§ Problem to solve
Write the next part of the court opinion on the Summit master plan, starting right after its last sentence.

§ Page extract
Decided: March 29, 1965.


Civil action in lieu of prerogative writs.

Feller, J.s.c.


This is an action in lieu of prerogative writs challenging the adoption of a master plan by the Planning Board of the City of Summit and seeking to enjoin the city and its agencies, boards and officials from implementing the master plan in any way. In particular, plaintiffs object to that part of the plan which would permit an expansion of the Ciba Corporation's parking area and research and office space into the residential area which adjoins the rear of plaintiffs' property.

Plaintiffs are citizens, taxpayers and owners of lands located at 249 Kent Place Boulevard in Summit. Their property is adjacent and contiguous to property owned by the Ciba Corporation (hereinafter Ciba). Plaintiffs' premises and that portion of the Ciba tract in question are presently in the A-15 zoning district, which is limited to one-family residences with a minimum lot area of 15,000 square feet. Prior to 1958 the Ciba tract was in an A-10 zone, which was limited to one-family residences with a minimum lot area of 10,000 square feet. The tract is bordered on three sides by one-family residences and is presently subject to enforceable deed restrictions

which limit the use of the tract to the erection of one-family residences until 1975.

Data listing
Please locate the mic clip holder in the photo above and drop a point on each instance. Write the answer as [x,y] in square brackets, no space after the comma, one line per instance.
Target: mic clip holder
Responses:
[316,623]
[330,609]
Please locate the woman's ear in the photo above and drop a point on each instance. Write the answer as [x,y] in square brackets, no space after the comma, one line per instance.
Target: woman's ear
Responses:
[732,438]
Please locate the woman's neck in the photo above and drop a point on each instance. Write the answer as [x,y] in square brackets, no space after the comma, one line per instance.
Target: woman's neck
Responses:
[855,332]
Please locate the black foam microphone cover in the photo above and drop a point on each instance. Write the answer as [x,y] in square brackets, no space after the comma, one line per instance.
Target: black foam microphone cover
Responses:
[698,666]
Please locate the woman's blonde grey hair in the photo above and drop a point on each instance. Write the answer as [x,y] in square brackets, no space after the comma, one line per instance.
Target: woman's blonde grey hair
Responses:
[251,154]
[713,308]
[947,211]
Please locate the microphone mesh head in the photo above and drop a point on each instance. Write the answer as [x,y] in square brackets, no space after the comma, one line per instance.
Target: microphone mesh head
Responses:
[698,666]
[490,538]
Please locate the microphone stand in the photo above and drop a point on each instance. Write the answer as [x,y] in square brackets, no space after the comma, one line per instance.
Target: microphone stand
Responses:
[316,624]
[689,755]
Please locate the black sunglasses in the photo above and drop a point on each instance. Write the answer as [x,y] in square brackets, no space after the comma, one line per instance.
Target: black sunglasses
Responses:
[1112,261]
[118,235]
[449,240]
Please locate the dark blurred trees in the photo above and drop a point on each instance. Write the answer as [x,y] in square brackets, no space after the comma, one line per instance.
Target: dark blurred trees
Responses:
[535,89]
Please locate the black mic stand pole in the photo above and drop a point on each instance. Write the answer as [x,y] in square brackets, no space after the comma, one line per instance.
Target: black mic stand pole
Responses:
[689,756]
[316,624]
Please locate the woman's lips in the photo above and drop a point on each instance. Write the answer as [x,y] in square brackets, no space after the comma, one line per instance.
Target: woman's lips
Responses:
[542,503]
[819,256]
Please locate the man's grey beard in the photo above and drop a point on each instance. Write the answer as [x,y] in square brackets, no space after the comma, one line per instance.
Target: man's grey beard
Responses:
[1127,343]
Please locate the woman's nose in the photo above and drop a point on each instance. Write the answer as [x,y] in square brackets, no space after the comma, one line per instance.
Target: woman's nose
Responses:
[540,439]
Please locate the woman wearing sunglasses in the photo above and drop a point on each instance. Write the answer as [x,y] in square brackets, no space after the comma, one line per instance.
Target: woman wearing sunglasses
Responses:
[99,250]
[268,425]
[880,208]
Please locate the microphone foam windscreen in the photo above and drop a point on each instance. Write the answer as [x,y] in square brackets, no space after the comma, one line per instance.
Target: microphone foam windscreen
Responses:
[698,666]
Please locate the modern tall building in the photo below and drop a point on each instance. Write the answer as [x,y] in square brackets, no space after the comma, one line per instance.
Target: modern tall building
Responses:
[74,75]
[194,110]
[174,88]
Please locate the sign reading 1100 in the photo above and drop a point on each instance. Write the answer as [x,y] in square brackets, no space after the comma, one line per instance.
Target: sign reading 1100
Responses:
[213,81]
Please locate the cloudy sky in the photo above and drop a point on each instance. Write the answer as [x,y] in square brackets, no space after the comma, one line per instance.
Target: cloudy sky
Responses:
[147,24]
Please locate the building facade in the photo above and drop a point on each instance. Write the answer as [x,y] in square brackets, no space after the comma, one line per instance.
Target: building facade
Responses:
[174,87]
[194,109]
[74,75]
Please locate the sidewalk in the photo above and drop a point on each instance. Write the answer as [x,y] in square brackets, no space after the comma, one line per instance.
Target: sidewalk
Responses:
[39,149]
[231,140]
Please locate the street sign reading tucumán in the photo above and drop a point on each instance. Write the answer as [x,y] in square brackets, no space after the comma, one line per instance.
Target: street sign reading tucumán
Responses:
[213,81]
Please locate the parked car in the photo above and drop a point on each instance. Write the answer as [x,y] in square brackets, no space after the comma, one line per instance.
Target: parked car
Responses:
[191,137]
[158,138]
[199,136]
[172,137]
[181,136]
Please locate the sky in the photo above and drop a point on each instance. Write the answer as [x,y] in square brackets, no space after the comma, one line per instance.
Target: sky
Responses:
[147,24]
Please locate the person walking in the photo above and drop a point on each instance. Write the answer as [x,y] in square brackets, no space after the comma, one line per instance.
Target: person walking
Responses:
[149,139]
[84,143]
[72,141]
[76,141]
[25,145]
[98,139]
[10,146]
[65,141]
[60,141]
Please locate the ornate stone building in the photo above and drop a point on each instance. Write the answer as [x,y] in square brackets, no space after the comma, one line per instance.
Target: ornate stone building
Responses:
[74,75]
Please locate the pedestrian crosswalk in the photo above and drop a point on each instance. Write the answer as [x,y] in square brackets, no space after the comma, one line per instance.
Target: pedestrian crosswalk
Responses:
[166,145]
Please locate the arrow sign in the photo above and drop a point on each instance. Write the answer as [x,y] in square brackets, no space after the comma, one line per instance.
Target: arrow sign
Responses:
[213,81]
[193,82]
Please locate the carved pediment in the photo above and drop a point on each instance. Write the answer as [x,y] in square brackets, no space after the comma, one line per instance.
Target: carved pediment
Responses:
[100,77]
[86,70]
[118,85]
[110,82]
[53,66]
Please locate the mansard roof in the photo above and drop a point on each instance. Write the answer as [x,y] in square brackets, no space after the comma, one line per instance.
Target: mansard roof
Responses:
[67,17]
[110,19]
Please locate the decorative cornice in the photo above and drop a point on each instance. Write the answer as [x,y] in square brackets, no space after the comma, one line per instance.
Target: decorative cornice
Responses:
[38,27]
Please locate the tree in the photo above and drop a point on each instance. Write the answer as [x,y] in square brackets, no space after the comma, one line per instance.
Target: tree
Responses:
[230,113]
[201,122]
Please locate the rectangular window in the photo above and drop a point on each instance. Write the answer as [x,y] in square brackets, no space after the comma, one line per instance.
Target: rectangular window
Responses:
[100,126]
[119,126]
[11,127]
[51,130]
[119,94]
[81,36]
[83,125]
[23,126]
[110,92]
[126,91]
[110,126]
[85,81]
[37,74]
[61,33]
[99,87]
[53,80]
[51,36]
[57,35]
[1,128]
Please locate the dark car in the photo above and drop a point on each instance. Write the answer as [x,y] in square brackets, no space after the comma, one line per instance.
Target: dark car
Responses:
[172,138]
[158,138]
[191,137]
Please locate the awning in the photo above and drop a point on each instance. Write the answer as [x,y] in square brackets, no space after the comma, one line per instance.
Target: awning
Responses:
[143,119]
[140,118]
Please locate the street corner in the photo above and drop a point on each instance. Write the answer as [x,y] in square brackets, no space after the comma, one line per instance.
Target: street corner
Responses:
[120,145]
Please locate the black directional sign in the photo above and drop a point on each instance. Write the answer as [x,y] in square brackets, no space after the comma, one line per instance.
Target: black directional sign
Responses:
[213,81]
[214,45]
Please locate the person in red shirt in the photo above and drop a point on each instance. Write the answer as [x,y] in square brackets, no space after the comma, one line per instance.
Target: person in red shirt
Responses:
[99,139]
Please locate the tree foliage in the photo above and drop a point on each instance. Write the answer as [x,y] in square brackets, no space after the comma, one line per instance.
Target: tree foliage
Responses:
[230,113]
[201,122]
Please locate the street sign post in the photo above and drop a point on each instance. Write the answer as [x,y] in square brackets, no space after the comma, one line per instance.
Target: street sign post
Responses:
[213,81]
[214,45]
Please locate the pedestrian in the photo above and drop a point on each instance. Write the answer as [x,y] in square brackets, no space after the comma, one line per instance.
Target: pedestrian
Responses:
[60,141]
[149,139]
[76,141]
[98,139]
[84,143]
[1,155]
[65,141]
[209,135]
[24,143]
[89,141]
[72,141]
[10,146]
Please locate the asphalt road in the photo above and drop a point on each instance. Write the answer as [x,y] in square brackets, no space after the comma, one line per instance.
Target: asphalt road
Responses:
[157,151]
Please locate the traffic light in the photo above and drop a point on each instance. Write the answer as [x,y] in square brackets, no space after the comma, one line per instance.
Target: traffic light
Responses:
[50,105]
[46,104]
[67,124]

§ The answer
On December 9, 1963 the defendant planning board adopted a master plan for the city, which provided in part that the Ciba tract, namely, 63 1/2 acres in the A-15 zone, should be rezoned for parking areas and research and office building use. This rezoning is for the purpose of providing for the eventual expansion therein of Ciba's existing operations. The plan requires a 125-foot buffer zone, which would separate the rear line of plaintiffs' property from the proposed Ciba construction. This zone would contain trees, shrubs and a screen, all of them calculated to preserve the existing residential atmosphere of the area.

Plaintiffs claim that the adoption of the master plan is arbitrary, discriminatory, capricious, unreasonable and an abuse of the planning board's discretion; that it is illegal because it constitutes spot-zoning of the Ciba tract for the benefit of Ciba, and because it is contrary to the provisions of the Municipal Planning Act, N.J.S.A. 40:55-1.1 et seq.; that it was procedurally defective because it was adopted on improper notice, ten days' notice not having been given of the December 9, 1963 hearing at which the plan was adopted, as required by the act, and that the planning board was illegally constituted. Plaintiffs further contend that the master plan was an abuse of discretion in that it was contrary to the expressed wishes of the citizens of the city made known at the hearings thereon and prior thereto; was contrary to the purpose of the plan to preserve the already established pattern of the better single-family areas of Summit; was contrary to the general welfare and health of the citizens; was ultra vires the planning board's power, and did not conform to the character of the neighborhood.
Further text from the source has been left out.